#### TEXTO DE LECTURA
Me siento como Alice de Lewis-Carroll, con sus galletas y brebajes. Tan pequeña y grande. Tan encaminada y a la vez indecisa. Tan llena de cosas recibidas y también por dar. Todo esto es solamente, la vista desde una ventana, admirando como cambia el color del cielo y esperando el otoño con poca paciencia. Sopla el aire, nos ha dado un respiro en medio del ardor planetario. Hay sombra suficiente. Silencio. La gente, en esta urbanización, tiene la buena costumbre de no hacer ruido durante las horas de siesta y de no poner la música alta, eso es un plus imprescindible para disfrutar la soledad y tener este monologo interior que no tengo pudor para hacer público.

#### TAREAS POR HACER
1. Responde con datos del texto sobre la vista desde la ventana:
(a) ¿Con qué personaje se compara quien escribe?
(b) ¿Qué estación espera con poca paciencia?
(c) ¿Qué buena costumbre tiene la gente de la urbanización?
2. Escribe una continuación del texto sobre la vista desde la ventana que siga a su última oración.

(Datos de localización de puntos)
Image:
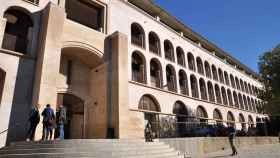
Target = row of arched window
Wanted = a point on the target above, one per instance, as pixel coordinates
(194, 64)
(149, 103)
(199, 88)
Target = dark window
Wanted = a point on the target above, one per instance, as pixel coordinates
(69, 72)
(154, 43)
(171, 78)
(183, 81)
(203, 91)
(194, 87)
(156, 73)
(169, 51)
(86, 13)
(138, 68)
(199, 66)
(2, 82)
(18, 31)
(180, 56)
(191, 62)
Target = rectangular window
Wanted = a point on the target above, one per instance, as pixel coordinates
(2, 82)
(86, 13)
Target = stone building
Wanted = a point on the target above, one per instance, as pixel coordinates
(115, 64)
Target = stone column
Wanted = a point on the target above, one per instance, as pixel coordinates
(124, 123)
(48, 60)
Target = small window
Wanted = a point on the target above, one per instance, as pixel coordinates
(2, 82)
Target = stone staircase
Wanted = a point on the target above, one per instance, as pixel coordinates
(93, 148)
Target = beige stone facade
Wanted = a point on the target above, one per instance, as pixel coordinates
(113, 64)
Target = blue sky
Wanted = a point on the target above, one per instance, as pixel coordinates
(244, 28)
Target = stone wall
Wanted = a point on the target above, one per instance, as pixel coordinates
(197, 147)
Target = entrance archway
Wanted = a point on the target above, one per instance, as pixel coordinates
(148, 103)
(181, 112)
(82, 90)
(75, 125)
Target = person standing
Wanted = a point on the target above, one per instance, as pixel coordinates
(34, 119)
(231, 136)
(61, 121)
(48, 122)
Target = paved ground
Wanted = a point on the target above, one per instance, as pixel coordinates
(262, 151)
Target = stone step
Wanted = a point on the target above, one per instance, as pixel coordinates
(84, 149)
(89, 148)
(92, 155)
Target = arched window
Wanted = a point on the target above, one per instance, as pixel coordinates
(203, 90)
(191, 62)
(183, 82)
(221, 76)
(241, 85)
(199, 65)
(147, 102)
(18, 31)
(230, 119)
(214, 73)
(242, 121)
(240, 100)
(237, 83)
(154, 43)
(253, 105)
(232, 81)
(207, 69)
(249, 103)
(245, 102)
(169, 50)
(246, 87)
(2, 82)
(229, 97)
(217, 116)
(226, 78)
(235, 98)
(218, 94)
(211, 93)
(201, 114)
(156, 73)
(224, 95)
(138, 67)
(137, 35)
(180, 56)
(181, 112)
(194, 87)
(171, 78)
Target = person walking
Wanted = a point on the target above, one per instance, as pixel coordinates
(61, 121)
(231, 136)
(48, 122)
(34, 119)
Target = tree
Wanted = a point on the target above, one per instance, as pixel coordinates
(269, 66)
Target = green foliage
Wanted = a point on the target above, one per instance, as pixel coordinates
(269, 66)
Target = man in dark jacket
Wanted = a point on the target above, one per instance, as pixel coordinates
(34, 119)
(61, 121)
(48, 122)
(231, 137)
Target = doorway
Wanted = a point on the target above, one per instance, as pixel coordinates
(75, 124)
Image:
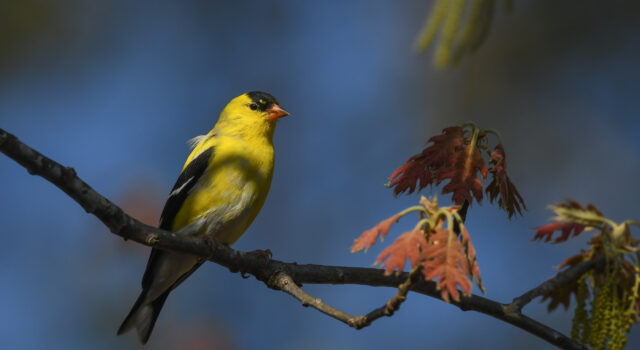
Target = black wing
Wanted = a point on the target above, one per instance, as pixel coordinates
(187, 179)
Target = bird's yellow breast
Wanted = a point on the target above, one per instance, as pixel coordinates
(233, 188)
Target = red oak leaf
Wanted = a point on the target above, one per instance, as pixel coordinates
(445, 259)
(463, 175)
(409, 245)
(510, 200)
(546, 231)
(471, 257)
(369, 237)
(421, 166)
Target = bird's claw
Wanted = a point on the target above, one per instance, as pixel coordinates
(213, 244)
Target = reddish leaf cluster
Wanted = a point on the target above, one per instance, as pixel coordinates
(458, 159)
(463, 175)
(568, 223)
(409, 245)
(429, 162)
(443, 257)
(369, 237)
(510, 199)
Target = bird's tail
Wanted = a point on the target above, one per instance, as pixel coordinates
(143, 316)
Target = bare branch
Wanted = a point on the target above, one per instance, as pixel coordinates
(270, 271)
(285, 283)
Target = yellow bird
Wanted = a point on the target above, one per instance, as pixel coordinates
(219, 192)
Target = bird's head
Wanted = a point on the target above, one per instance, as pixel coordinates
(253, 113)
(265, 105)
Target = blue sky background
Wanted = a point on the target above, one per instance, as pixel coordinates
(115, 88)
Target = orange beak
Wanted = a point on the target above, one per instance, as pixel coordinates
(275, 112)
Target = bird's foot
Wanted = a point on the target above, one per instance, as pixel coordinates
(266, 254)
(213, 244)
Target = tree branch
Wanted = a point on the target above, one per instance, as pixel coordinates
(274, 273)
(548, 286)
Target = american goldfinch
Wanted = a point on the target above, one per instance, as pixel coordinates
(219, 192)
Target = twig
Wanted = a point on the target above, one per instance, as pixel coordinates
(285, 283)
(264, 270)
(392, 305)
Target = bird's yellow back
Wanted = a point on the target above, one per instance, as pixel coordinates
(231, 192)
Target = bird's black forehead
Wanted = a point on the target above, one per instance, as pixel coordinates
(262, 99)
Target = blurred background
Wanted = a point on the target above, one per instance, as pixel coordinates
(115, 88)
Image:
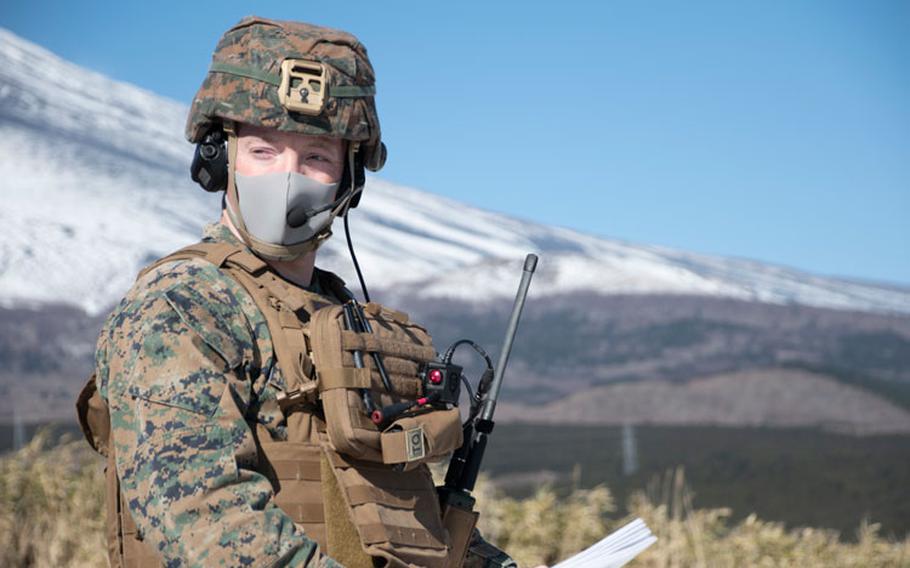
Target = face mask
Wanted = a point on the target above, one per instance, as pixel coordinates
(285, 208)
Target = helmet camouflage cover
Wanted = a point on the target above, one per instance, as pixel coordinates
(294, 77)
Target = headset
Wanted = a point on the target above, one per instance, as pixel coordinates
(209, 169)
(210, 166)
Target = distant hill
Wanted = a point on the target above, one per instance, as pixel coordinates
(96, 186)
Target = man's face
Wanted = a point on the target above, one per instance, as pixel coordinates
(266, 151)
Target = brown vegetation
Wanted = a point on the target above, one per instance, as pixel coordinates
(51, 514)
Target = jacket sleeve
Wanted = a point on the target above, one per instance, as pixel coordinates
(178, 389)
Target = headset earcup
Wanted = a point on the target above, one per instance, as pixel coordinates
(210, 163)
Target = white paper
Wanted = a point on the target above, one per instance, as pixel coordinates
(614, 550)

#### RESPUESTAS
1.
(a) Con Alice de Lewis-Carroll.
(b) El otoño.
(c) No hace ruido durante las horas de siesta y no pone la música alta.

2.
Conozco personas que se quejan de estar solas, cuando nunca quisieron interactuar con nadie. Se quejan ahora de mayores. Es la falta de atención y de compañía. La queja se ha convertido en la nueva peste, todo el mundo huye de los desahogos y de las responsabilidades ajenas. Le llaman “no drama”, aunque es una declaración de “no me importa”. Todo son sonrisas y buenas palabras, pero cada cual vive en su burbuja y no sabe nada de las otras realidades.

Me encanta mi soledad, el alejamiento me evita parecer falsa o antipática, pues se me nota lo que no me interesa. De la misma manera me afecta el dolor ajeno, hasta el punto de actuar en busca de soluciones o de paralizarme. Me pasó con mi madre y con mi perro, aun no lo he superado, aun estoy arrancando los motores desde la perspectiva frustrante, inesperada, inimaginable, de pasar tres años sin una buena noticia, más que la publicación y promoción puntual del libro que me hizo llorar y gritar por dentro hasta traerme al día de hoy. Demasiada autocensura durante tantos años. Nunca, el miedo. Nunca, pidiendo perdón, ni aceptando los juicios sumarísimos, por ser yo. Sí claro la salud. No tengo nada grave, aunque me haya sentido enferma sin estarlo.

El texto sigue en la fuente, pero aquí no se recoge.